- **EXERCISE**:
Copy every line of the items below verbatim, leaving out the pictures.

*** Block opens ***

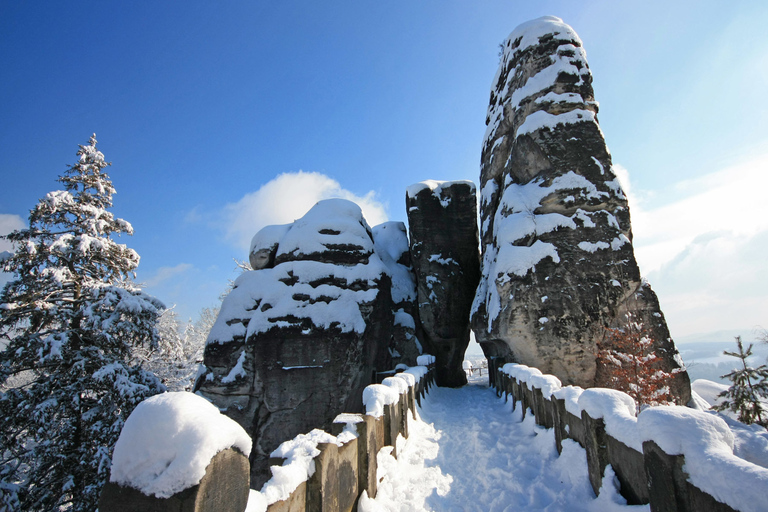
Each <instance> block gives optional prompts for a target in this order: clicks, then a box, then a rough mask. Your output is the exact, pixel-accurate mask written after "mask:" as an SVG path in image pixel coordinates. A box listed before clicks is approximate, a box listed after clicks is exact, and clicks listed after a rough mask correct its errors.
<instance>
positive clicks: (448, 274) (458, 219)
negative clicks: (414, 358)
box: [406, 180, 480, 387]
mask: <svg viewBox="0 0 768 512" xmlns="http://www.w3.org/2000/svg"><path fill="white" fill-rule="evenodd" d="M476 197H477V196H476V192H475V184H474V183H472V182H471V181H432V180H429V181H424V182H421V183H416V184H415V185H411V186H410V187H408V190H407V194H406V207H407V208H408V226H409V229H410V234H411V263H412V265H413V269H414V272H415V273H416V288H417V301H418V316H419V321H420V325H421V328H422V330H423V337H424V339H423V342H424V344H425V349H426V351H427V352H429V353H431V354H433V355H434V356H435V359H436V369H437V372H436V380H437V385H438V386H450V387H458V386H463V385H464V384H466V383H467V376H466V374H465V373H464V370H463V369H462V366H461V364H462V362H463V360H464V352H465V351H466V349H467V346H468V345H469V310H470V306H471V305H472V299H473V297H474V293H475V288H476V287H477V283H478V280H479V275H480V254H479V250H478V228H477V199H476Z"/></svg>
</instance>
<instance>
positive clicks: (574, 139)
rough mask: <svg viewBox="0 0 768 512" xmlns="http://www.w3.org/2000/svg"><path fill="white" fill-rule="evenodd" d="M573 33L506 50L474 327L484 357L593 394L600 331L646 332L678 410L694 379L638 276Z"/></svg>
mask: <svg viewBox="0 0 768 512" xmlns="http://www.w3.org/2000/svg"><path fill="white" fill-rule="evenodd" d="M597 112H598V105H597V102H596V101H595V99H594V93H593V90H592V74H591V72H590V70H589V66H588V64H587V59H586V54H585V52H584V49H583V47H582V43H581V40H580V39H579V37H578V36H577V35H576V33H575V32H574V31H573V29H572V28H571V27H569V26H568V25H566V24H565V23H563V22H562V20H560V19H558V18H554V17H544V18H539V19H537V20H533V21H530V22H527V23H524V24H522V25H520V26H519V27H517V28H516V29H515V30H514V31H513V32H512V34H510V36H509V37H508V38H507V40H506V41H505V42H504V43H503V54H502V58H501V62H500V64H499V69H498V71H497V73H496V77H495V78H494V81H493V84H492V86H491V98H490V105H489V107H488V115H487V118H486V124H487V130H486V133H485V140H484V143H483V152H482V163H481V176H480V184H481V204H480V210H481V234H482V248H483V264H482V277H481V282H480V286H479V287H478V290H477V295H476V297H475V302H474V304H473V310H472V326H473V329H474V331H475V335H476V337H477V339H478V342H479V343H480V345H481V346H482V347H483V349H484V351H485V352H486V355H488V356H497V357H502V358H504V359H506V360H508V361H515V362H520V363H524V364H527V365H531V366H536V367H538V368H539V369H541V371H543V372H545V373H551V374H554V375H556V376H558V377H559V378H560V379H561V380H562V381H563V382H564V383H565V384H577V385H580V386H583V387H589V386H593V385H594V383H595V377H596V374H598V373H599V372H598V368H597V363H596V355H597V352H598V343H600V342H602V341H603V340H604V339H605V333H606V328H619V329H625V328H638V327H639V328H642V329H643V331H644V332H645V333H647V334H648V336H649V337H650V338H652V340H653V343H654V348H655V351H656V354H657V356H658V357H660V358H661V360H662V367H663V369H664V370H665V371H667V372H670V373H672V374H673V375H674V377H673V379H672V382H671V386H670V387H671V391H672V394H673V395H674V396H675V399H676V401H677V402H678V403H686V402H687V401H688V400H689V399H690V382H689V379H688V375H687V373H686V372H685V371H684V369H683V367H682V361H681V360H680V358H679V356H678V353H677V350H676V349H675V346H674V344H673V343H672V340H671V339H670V336H669V331H668V329H667V325H666V322H665V320H664V316H663V314H662V313H661V310H660V308H659V303H658V300H657V298H656V294H655V293H654V292H653V291H652V290H651V288H650V286H649V285H648V284H647V283H646V282H645V281H643V280H642V279H641V277H640V270H639V269H638V266H637V262H636V260H635V255H634V250H633V248H632V230H631V227H630V218H629V207H628V204H627V198H626V196H625V195H624V192H623V191H622V188H621V185H620V184H619V182H618V180H617V179H616V175H615V174H614V172H613V169H612V167H611V156H610V153H609V152H608V148H607V147H606V145H605V140H604V139H603V134H602V132H601V130H600V127H599V125H598V122H597Z"/></svg>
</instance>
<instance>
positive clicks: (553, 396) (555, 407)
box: [552, 396, 568, 454]
mask: <svg viewBox="0 0 768 512" xmlns="http://www.w3.org/2000/svg"><path fill="white" fill-rule="evenodd" d="M552 407H553V408H554V413H555V418H554V419H555V427H554V428H555V447H556V448H557V453H558V454H560V453H563V439H567V438H568V428H567V427H568V417H567V416H566V415H567V414H568V411H566V410H565V399H563V398H555V397H554V396H553V397H552Z"/></svg>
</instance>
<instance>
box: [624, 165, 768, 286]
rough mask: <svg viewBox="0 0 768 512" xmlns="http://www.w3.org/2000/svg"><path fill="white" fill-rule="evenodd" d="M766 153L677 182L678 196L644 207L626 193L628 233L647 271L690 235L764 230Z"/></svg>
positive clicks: (652, 267) (764, 219) (756, 231)
mask: <svg viewBox="0 0 768 512" xmlns="http://www.w3.org/2000/svg"><path fill="white" fill-rule="evenodd" d="M767 170H768V155H764V156H762V157H759V158H755V159H752V160H750V161H748V162H746V163H743V164H740V165H737V166H733V167H730V168H727V169H724V170H722V171H718V172H715V173H712V174H708V175H704V176H701V177H700V178H697V179H695V180H688V181H683V182H679V183H677V184H676V185H675V186H674V191H675V192H676V194H678V195H679V196H678V197H679V199H677V200H676V201H673V202H671V203H667V204H665V205H663V206H659V207H656V208H653V209H648V210H646V209H645V208H644V207H643V202H642V199H640V200H638V199H637V198H636V197H634V196H630V207H631V213H632V232H633V234H634V245H635V252H636V255H637V258H638V263H639V264H640V268H641V269H642V270H643V271H644V272H645V273H651V272H653V271H655V270H658V269H659V268H661V267H662V266H663V265H664V264H667V263H669V262H670V261H672V259H673V258H675V257H676V256H677V255H678V254H680V253H681V252H682V251H683V250H685V248H686V247H687V246H689V245H690V244H691V243H692V242H693V241H694V239H696V238H697V237H699V236H701V235H703V234H705V233H712V232H721V231H722V232H726V231H727V232H732V233H733V234H734V236H737V237H738V238H739V239H746V238H748V237H750V236H754V235H756V234H757V233H759V232H761V231H764V230H766V229H768V198H767V197H766V191H767V189H768V172H766V171H767Z"/></svg>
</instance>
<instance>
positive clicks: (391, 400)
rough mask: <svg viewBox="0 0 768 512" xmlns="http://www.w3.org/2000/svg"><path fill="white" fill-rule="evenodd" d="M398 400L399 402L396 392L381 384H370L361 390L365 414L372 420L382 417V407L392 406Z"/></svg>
mask: <svg viewBox="0 0 768 512" xmlns="http://www.w3.org/2000/svg"><path fill="white" fill-rule="evenodd" d="M398 400H400V393H399V392H398V390H397V389H395V388H391V387H389V386H384V385H383V384H371V385H370V386H367V387H366V388H365V389H364V390H363V405H365V414H367V415H368V416H373V417H374V418H381V417H382V416H384V406H385V405H389V404H394V403H395V402H397V401H398Z"/></svg>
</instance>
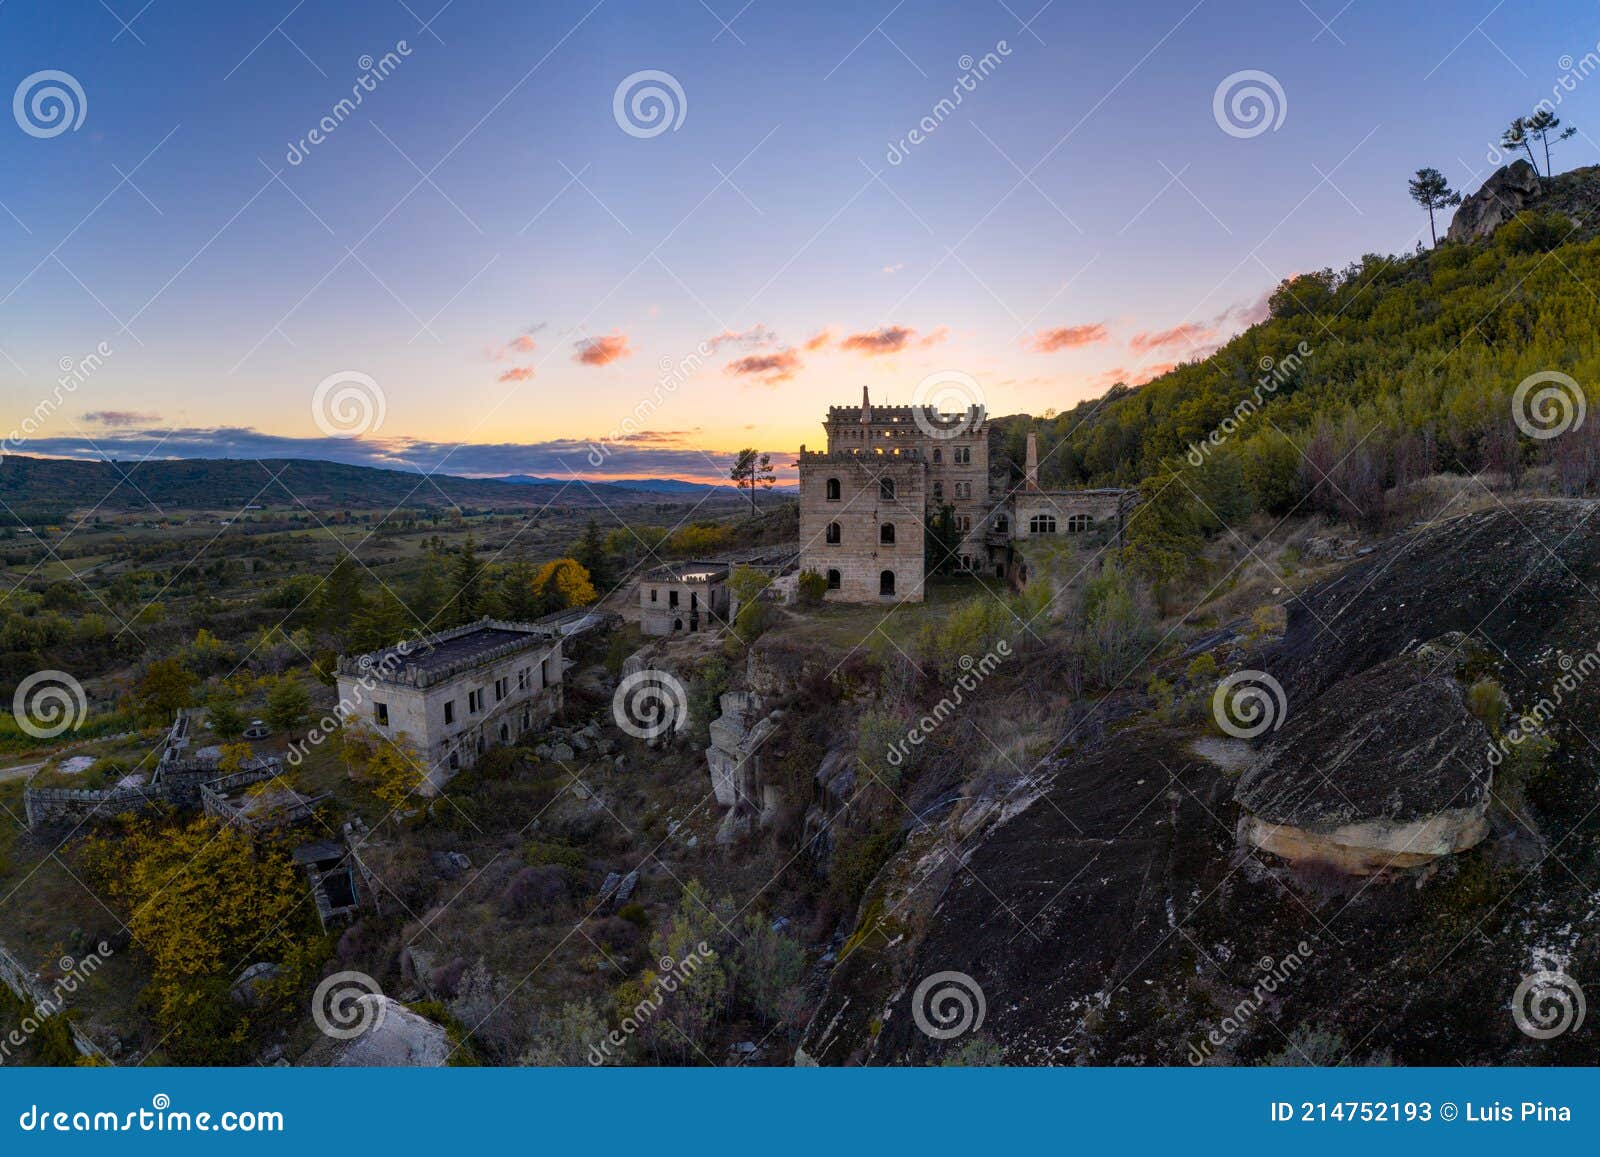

*** Block closes ***

- **REPLY**:
Each <instance> block gives optional prompts for a target in this order: clicks, then a box, then a rough mask. Your output is the exact, pixel-accurate mask written after "mask:" as an SVG path in image pixel coordinates. A box listed before clicks is approximate, a box listed after clicks is exact, and clicks listed after a rough mask correct its errors.
<instance>
positive clicks: (448, 274) (458, 219)
negative clicks: (414, 358)
box: [406, 180, 480, 387]
mask: <svg viewBox="0 0 768 512" xmlns="http://www.w3.org/2000/svg"><path fill="white" fill-rule="evenodd" d="M476 197H477V196H476V192H475V184H474V183H472V182H471V181H432V180H429V181H424V182H421V183H416V184H415V185H411V186H410V187H408V190H407V194H406V207H407V208H408V226H409V229H410V234H411V263H412V265H413V269H414V272H415V273H416V288H417V301H418V316H419V321H420V325H421V328H422V330H423V337H424V339H423V342H424V344H425V349H426V351H427V352H429V353H431V354H433V355H434V356H435V359H436V369H437V372H436V380H437V385H438V386H450V387H458V386H463V385H464V384H466V383H467V376H466V374H465V373H464V370H463V369H462V366H461V364H462V362H463V360H464V352H465V351H466V349H467V346H468V345H469V310H470V306H471V305H472V299H473V297H474V293H475V288H476V287H477V283H478V280H479V275H480V254H479V250H478V228H477V199H476Z"/></svg>
</instance>
<instance>
positive clicks: (574, 139)
rough mask: <svg viewBox="0 0 768 512" xmlns="http://www.w3.org/2000/svg"><path fill="white" fill-rule="evenodd" d="M573 33L506 50L474 327L484 357L593 394L600 331L646 332L678 410L694 379L638 276Z"/></svg>
mask: <svg viewBox="0 0 768 512" xmlns="http://www.w3.org/2000/svg"><path fill="white" fill-rule="evenodd" d="M597 112H598V105H597V102H596V101H595V99H594V93H593V90H592V74H591V72H590V70H589V66H588V64H587V59H586V54H585V52H584V49H583V47H582V43H581V40H580V39H579V37H578V36H577V35H576V33H575V32H574V31H573V29H572V28H571V27H569V26H568V25H566V24H565V23H563V22H562V20H560V19H558V18H554V17H544V18H539V19H537V20H533V21H530V22H527V23H524V24H522V25H520V26H519V27H517V28H516V29H515V30H514V31H513V32H512V34H510V36H509V37H508V38H507V40H506V41H505V42H504V43H503V54H502V58H501V62H500V64H499V69H498V71H497V73H496V77H495V78H494V81H493V84H492V86H491V98H490V105H489V107H488V115H487V118H486V124H487V130H486V133H485V140H484V143H483V152H482V163H481V176H480V184H481V204H480V210H481V234H482V248H483V264H482V277H481V282H480V286H479V287H478V290H477V295H476V297H475V302H474V304H473V310H472V326H473V329H474V331H475V335H476V337H477V339H478V342H479V343H480V345H481V346H482V347H483V349H484V351H485V352H486V355H488V356H497V357H502V358H504V359H506V360H508V361H515V362H520V363H524V364H527V365H531V366H536V367H538V368H539V369H541V371H543V372H545V373H551V374H554V375H556V376H558V377H559V378H560V379H561V380H562V381H563V382H564V383H565V384H577V385H580V386H583V387H589V386H593V385H594V383H595V377H596V374H598V373H599V372H598V368H597V363H596V355H597V352H598V343H600V342H602V341H603V340H604V339H605V333H606V328H619V329H625V328H638V327H639V328H642V329H643V331H644V332H645V333H647V334H648V336H649V337H650V338H652V340H653V343H654V348H655V351H656V354H657V356H658V357H660V358H661V360H662V367H663V369H664V370H665V371H667V372H670V373H672V374H673V375H674V377H673V379H672V382H671V386H670V387H671V391H672V394H673V395H674V396H675V399H676V401H677V402H678V403H686V402H687V401H688V400H689V399H690V382H689V379H688V375H687V373H686V372H685V371H684V369H683V367H682V361H681V360H680V358H679V356H678V353H677V350H676V349H675V346H674V344H673V343H672V340H671V339H670V336H669V331H668V329H667V325H666V322H665V320H664V316H663V314H662V313H661V310H660V308H659V303H658V300H657V298H656V294H655V293H654V292H653V291H652V290H651V288H650V286H649V285H648V284H647V283H646V282H645V281H643V280H642V279H641V277H640V270H639V269H638V266H637V262H636V260H635V255H634V250H633V248H632V230H631V227H630V218H629V207H628V204H627V198H626V196H625V195H624V192H623V191H622V188H621V185H620V184H619V182H618V180H617V179H616V175H615V174H614V172H613V169H612V167H611V156H610V153H609V152H608V148H607V147H606V145H605V140H604V139H603V134H602V132H601V130H600V127H599V125H598V122H597Z"/></svg>
</instance>
<instance>
positive clicks: (553, 396) (555, 407)
box: [552, 396, 568, 454]
mask: <svg viewBox="0 0 768 512" xmlns="http://www.w3.org/2000/svg"><path fill="white" fill-rule="evenodd" d="M552 407H553V408H554V413H555V418H554V419H555V427H554V428H555V447H556V448H557V453H558V454H560V453H563V439H567V438H568V428H567V427H568V417H567V416H566V415H567V414H568V411H566V410H565V399H563V398H555V397H554V396H553V397H552Z"/></svg>
</instance>
<instance>
box: [624, 165, 768, 286]
rough mask: <svg viewBox="0 0 768 512" xmlns="http://www.w3.org/2000/svg"><path fill="white" fill-rule="evenodd" d="M766 153L677 182L678 196L644 207L626 193L628 233L647 271L690 235L764 230Z"/></svg>
positive clicks: (652, 267) (764, 219) (756, 231)
mask: <svg viewBox="0 0 768 512" xmlns="http://www.w3.org/2000/svg"><path fill="white" fill-rule="evenodd" d="M767 170H768V155H764V156H762V157H759V158H755V159H752V160H750V161H748V162H746V163H743V164H740V165H737V166H733V167H730V168H727V169H724V170H722V171H718V172H715V173H712V174H708V175H704V176H701V177H700V178H697V179H695V180H688V181H683V182H679V183H677V184H676V185H675V186H674V191H675V192H676V194H678V195H679V196H678V197H679V199H677V200H676V201H673V202H671V203H667V204H665V205H663V206H659V207H656V208H653V209H648V210H646V209H645V208H644V207H643V202H642V199H640V200H638V199H637V198H636V197H634V196H630V207H631V213H632V232H633V234H634V245H635V252H636V255H637V258H638V263H639V264H640V268H641V269H642V270H643V271H644V272H645V273H651V272H653V271H655V270H658V269H659V268H661V267H662V266H663V265H664V264H667V263H669V262H670V261H672V259H673V258H675V257H676V256H677V255H678V254H680V253H681V252H682V251H683V250H685V248H686V247H687V246H689V245H690V244H691V243H692V242H693V241H694V239H696V238H697V237H699V236H701V235H703V234H705V233H712V232H721V231H722V232H726V231H727V232H732V233H733V234H734V236H737V237H738V238H739V239H746V238H748V237H750V236H754V235H756V234H757V233H759V232H761V231H764V230H766V229H768V198H767V197H766V191H767V189H768V172H766V171H767Z"/></svg>
</instance>
<instance>
positive clicks: (391, 400)
rough mask: <svg viewBox="0 0 768 512" xmlns="http://www.w3.org/2000/svg"><path fill="white" fill-rule="evenodd" d="M398 400L399 402L396 392L381 384H370L361 390L365 414L372 420L382 417V407L392 406Z"/></svg>
mask: <svg viewBox="0 0 768 512" xmlns="http://www.w3.org/2000/svg"><path fill="white" fill-rule="evenodd" d="M398 400H400V393H399V392H398V390H397V389H395V388H391V387H389V386H384V385H383V384H371V385H370V386H367V387H366V388H365V389H364V390H363V405H365V414H367V415H368V416H373V417H374V418H381V417H382V416H384V406H385V405H389V404H394V403H395V402H397V401H398Z"/></svg>
</instance>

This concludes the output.